YOUR INSTRUCTIONS:
Nothing but the lines from the one containing "sneaker? Tag one per instance." through the one containing "white shoe? Tag one per instance.", both included, should be given again, each exactly as written below.

PROVIDED MATERIAL:
=== Begin Enclosure ===

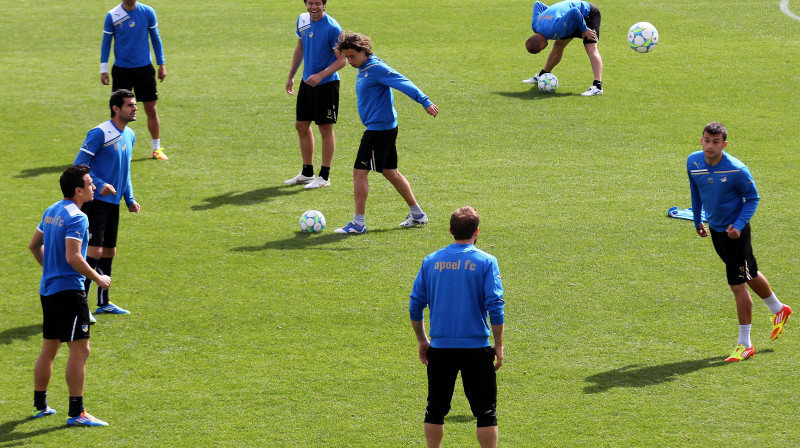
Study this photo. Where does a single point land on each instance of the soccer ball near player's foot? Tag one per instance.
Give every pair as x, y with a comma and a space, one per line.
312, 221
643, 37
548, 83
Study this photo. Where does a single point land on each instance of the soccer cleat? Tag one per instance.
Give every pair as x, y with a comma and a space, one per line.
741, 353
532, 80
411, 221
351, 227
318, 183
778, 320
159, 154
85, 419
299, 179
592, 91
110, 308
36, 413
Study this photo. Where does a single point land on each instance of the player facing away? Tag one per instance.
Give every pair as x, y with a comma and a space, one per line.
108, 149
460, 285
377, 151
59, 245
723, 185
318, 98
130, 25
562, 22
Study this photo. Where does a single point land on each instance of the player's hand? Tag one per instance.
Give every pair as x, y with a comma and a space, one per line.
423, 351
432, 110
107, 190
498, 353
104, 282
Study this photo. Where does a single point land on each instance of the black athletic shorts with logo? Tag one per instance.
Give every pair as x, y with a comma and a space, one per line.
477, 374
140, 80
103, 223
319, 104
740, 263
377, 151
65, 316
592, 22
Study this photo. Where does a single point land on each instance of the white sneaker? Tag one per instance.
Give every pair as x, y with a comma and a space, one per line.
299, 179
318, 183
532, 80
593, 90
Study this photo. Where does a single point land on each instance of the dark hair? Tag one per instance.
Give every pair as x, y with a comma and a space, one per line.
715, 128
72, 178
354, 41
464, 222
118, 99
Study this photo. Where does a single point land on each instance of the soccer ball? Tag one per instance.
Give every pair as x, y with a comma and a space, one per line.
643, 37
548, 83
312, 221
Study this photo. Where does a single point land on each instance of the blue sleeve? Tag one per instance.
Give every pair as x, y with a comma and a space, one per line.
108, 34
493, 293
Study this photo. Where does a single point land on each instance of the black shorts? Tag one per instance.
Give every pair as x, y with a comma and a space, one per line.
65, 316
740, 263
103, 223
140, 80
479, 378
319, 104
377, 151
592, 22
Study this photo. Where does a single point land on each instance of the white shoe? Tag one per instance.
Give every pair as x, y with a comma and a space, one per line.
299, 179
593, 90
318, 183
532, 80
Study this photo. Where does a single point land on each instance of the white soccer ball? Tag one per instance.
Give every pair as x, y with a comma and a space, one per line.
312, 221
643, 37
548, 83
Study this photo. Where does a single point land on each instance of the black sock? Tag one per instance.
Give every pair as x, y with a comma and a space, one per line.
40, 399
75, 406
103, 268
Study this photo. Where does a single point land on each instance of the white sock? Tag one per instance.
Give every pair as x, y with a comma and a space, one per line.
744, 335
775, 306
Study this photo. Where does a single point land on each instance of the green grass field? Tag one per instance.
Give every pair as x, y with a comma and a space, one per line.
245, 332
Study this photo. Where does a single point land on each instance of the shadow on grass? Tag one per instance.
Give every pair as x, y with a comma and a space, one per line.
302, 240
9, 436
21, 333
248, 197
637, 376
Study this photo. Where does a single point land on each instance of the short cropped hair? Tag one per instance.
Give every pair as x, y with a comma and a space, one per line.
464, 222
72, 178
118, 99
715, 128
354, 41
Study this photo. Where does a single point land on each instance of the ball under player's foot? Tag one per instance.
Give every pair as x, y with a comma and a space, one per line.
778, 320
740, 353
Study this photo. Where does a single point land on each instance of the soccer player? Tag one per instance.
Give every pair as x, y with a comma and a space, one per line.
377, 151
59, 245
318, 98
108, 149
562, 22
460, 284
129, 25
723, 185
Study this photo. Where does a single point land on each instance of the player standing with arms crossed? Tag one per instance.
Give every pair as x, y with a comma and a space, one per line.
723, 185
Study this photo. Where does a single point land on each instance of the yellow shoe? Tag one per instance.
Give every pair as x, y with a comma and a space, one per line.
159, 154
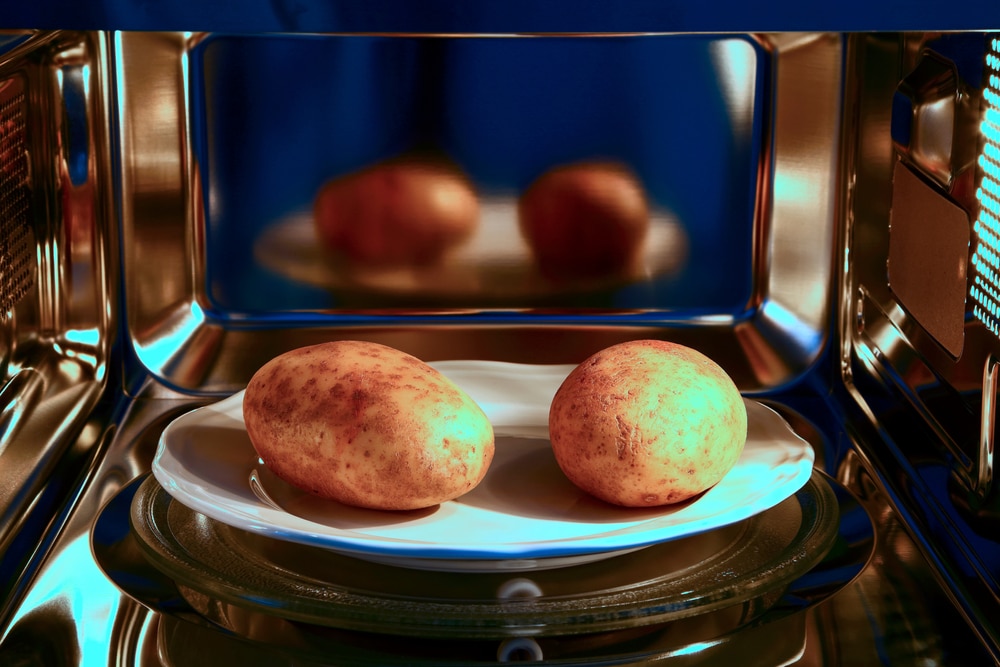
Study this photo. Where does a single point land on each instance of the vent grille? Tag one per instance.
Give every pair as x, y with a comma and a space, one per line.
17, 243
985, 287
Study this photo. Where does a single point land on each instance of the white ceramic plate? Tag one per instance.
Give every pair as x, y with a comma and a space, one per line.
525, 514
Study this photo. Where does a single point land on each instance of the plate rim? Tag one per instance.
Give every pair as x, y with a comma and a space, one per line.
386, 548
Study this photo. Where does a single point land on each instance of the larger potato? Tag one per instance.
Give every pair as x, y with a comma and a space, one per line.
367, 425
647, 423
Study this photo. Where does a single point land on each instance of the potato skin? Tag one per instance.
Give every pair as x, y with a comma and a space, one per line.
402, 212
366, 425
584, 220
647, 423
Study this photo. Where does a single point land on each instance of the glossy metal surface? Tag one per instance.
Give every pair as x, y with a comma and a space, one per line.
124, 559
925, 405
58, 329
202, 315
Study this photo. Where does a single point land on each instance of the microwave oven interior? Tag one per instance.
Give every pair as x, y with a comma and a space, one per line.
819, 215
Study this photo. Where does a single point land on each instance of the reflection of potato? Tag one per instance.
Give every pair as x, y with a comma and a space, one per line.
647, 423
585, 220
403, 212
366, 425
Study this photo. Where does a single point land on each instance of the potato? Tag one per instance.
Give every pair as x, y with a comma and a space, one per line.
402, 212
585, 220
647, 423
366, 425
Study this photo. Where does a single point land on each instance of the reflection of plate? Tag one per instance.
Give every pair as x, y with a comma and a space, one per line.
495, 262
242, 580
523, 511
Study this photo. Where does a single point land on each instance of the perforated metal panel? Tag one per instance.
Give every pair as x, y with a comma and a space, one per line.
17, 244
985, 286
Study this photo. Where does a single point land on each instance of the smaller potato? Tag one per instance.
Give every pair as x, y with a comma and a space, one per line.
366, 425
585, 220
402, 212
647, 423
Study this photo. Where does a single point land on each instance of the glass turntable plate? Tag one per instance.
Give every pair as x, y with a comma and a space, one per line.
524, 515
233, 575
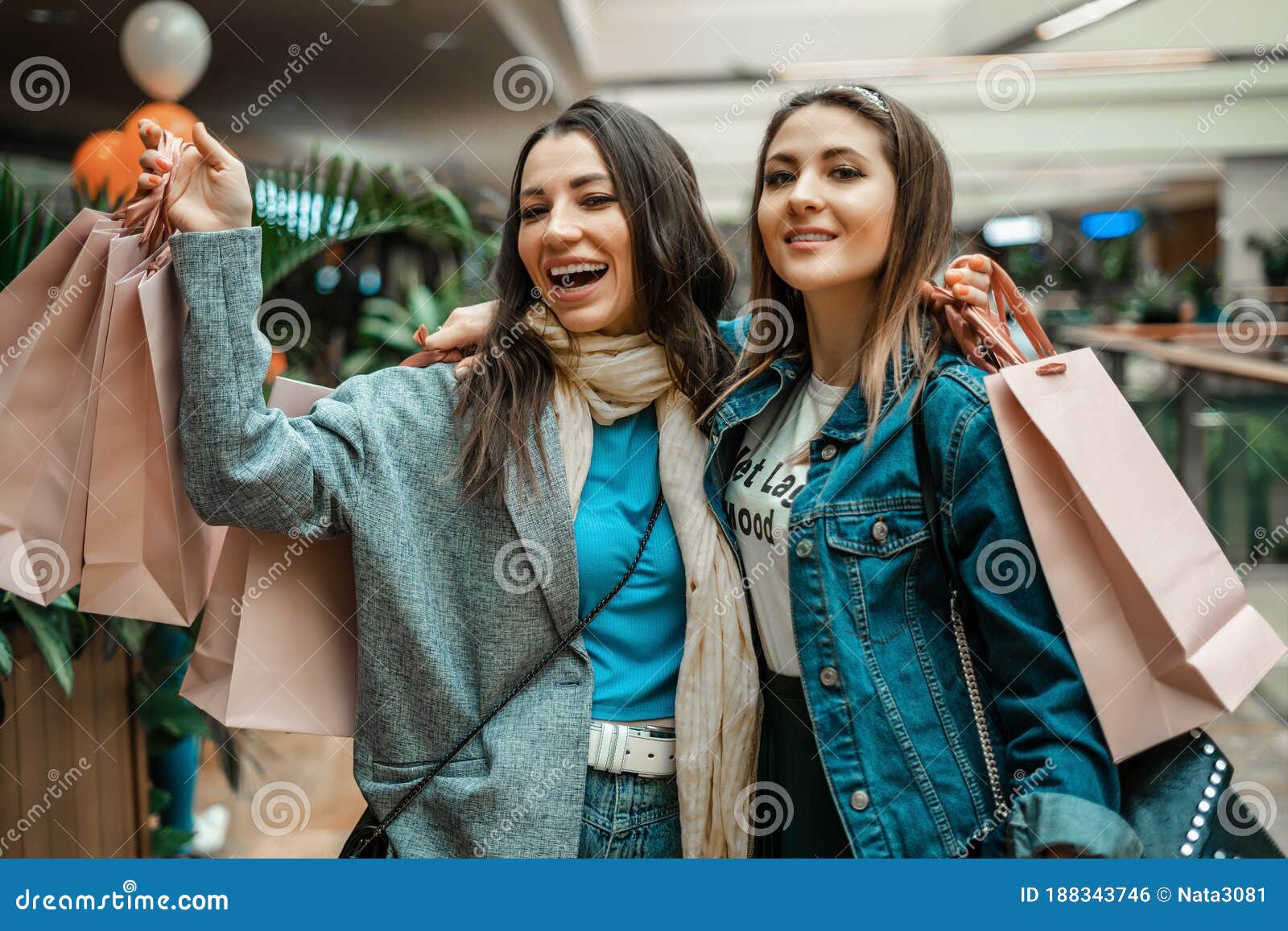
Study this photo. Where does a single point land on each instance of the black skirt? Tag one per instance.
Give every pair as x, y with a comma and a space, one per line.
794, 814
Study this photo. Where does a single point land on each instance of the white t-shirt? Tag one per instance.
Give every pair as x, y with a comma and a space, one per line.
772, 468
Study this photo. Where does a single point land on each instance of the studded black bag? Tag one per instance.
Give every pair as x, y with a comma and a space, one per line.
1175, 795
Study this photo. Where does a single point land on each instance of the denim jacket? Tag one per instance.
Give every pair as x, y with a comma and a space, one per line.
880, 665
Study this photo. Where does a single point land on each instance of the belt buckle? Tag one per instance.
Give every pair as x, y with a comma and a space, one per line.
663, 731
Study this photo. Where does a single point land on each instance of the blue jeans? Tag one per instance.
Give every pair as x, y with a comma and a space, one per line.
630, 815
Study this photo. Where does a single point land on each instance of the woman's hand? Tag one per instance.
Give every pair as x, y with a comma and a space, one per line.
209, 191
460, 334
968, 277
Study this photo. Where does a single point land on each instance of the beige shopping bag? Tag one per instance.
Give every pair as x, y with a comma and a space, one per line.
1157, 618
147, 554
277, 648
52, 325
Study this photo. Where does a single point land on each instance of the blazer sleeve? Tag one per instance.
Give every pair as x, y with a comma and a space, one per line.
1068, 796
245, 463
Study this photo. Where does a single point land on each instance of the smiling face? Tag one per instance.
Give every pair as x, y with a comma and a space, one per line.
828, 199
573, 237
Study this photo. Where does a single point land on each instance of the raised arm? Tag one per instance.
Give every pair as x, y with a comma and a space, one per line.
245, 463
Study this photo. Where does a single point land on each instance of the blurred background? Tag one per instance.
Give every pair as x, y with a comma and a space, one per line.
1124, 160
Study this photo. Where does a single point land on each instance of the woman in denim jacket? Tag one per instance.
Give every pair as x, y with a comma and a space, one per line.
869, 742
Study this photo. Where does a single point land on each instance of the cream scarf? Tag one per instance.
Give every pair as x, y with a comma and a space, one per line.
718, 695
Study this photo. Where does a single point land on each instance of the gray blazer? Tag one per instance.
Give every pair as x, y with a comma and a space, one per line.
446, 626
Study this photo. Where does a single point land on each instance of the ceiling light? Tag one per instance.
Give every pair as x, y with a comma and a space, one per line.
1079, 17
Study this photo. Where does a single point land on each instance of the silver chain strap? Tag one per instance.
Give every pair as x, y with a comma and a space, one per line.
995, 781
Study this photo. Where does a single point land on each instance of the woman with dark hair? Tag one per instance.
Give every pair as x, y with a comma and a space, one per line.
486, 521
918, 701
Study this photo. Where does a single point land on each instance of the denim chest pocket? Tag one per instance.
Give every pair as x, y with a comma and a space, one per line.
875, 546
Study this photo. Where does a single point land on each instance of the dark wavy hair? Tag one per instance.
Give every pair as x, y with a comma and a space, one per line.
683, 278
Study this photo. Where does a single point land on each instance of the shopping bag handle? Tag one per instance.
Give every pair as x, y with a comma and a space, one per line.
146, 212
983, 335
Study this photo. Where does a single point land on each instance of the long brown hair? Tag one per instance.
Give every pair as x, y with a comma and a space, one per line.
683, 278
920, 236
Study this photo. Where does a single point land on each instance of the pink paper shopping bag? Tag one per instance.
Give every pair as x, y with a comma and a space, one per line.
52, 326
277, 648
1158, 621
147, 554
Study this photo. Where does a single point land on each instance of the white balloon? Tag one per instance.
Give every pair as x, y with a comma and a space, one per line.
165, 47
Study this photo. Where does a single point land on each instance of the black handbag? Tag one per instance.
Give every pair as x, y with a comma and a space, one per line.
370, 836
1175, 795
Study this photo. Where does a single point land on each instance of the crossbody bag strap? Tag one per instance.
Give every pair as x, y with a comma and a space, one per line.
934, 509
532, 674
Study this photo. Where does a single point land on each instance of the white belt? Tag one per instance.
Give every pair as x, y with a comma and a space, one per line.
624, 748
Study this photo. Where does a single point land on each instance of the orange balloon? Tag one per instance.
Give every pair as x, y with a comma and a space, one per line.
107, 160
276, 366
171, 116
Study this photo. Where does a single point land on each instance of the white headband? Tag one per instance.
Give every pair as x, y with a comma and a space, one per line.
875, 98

=== End Enclosure ===

ANSWER FOR THE TASK:
Study this photo. Where does a single point land on each instance of the white sneaker? Tag one per instance.
Give every pair as x, y with a comma and a space, one per line.
299, 179
318, 183
532, 80
593, 90
Study this photo. Where does a single point land on each instance of the dark hair? Tag one per instance.
Give every pair as x, y with a comma and a space, one per line.
715, 128
72, 178
354, 41
464, 222
118, 99
Study this photo. Where does a single point land on each instance of the soccer ball? Tag one per instance.
Give every pair as x, y with a comma and a space, one per line.
643, 37
548, 83
312, 221
Study this photo. Where does a single point land on each instance of the blue sleeve? Tag one per instance.
Give every pair as x, y with a comma and a space, one per line.
108, 34
493, 293
Study this photo. Where does a single point land on each instance of the black shorts? Tag one per instance.
Give every pair as x, y with a comma and a space, one per line.
65, 316
740, 263
103, 223
140, 80
479, 378
319, 104
377, 151
592, 22
Study this photo. Where does a single point land on each instance of the white shoe? Tag one per instance.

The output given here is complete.